Stored data entries:
--*--

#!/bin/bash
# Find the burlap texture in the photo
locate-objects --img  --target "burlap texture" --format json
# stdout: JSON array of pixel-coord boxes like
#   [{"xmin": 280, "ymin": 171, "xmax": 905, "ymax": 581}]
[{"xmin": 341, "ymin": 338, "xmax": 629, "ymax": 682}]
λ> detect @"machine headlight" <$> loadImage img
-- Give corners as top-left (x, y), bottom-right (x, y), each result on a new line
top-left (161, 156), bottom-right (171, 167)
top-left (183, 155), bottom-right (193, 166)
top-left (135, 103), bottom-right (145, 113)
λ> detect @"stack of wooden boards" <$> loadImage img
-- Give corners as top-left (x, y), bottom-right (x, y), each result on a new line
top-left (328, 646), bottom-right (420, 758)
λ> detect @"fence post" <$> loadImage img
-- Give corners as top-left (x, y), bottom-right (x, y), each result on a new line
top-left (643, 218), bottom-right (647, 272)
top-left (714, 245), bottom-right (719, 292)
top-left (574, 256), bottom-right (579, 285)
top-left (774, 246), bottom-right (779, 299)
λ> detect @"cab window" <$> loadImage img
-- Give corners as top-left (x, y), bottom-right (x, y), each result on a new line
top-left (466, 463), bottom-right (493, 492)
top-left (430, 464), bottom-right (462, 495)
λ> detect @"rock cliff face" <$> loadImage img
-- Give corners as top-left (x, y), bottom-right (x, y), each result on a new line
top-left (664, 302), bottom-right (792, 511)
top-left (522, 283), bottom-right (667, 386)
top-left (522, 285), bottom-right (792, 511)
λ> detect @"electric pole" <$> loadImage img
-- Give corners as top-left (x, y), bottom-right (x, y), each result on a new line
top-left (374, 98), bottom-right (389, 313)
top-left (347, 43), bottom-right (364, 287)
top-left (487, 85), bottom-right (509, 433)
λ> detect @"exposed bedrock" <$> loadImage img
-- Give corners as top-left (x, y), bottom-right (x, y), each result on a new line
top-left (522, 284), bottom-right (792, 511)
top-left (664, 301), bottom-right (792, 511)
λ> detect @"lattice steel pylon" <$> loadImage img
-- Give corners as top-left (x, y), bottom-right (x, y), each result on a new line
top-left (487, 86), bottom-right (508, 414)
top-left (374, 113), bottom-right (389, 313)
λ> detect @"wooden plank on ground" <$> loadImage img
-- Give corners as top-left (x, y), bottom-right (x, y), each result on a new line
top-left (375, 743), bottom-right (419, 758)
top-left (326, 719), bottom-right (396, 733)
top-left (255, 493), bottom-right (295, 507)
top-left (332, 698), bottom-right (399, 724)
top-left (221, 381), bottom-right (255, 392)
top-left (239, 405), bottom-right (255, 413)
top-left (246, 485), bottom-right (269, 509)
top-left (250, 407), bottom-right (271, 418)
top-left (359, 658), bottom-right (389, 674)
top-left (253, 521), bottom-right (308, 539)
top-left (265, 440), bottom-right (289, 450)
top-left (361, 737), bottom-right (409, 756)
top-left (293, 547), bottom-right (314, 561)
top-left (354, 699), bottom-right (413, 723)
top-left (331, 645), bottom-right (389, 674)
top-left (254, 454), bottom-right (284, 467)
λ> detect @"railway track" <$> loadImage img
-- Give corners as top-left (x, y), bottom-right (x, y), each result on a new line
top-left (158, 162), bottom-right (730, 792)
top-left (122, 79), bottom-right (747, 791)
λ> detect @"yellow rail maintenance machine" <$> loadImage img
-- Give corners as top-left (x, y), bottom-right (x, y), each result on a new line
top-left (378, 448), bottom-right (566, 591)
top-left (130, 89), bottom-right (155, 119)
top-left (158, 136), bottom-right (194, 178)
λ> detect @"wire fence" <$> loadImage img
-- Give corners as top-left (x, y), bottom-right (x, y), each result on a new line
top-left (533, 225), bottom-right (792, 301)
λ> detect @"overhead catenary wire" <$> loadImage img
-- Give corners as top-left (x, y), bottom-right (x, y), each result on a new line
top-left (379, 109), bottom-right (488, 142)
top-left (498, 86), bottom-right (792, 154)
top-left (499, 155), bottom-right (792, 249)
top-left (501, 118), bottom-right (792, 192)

--*--

* **Task prompt**
Using the entries, state how many of their lines hold "machine"; give the number and no more.

* **Finished task**
2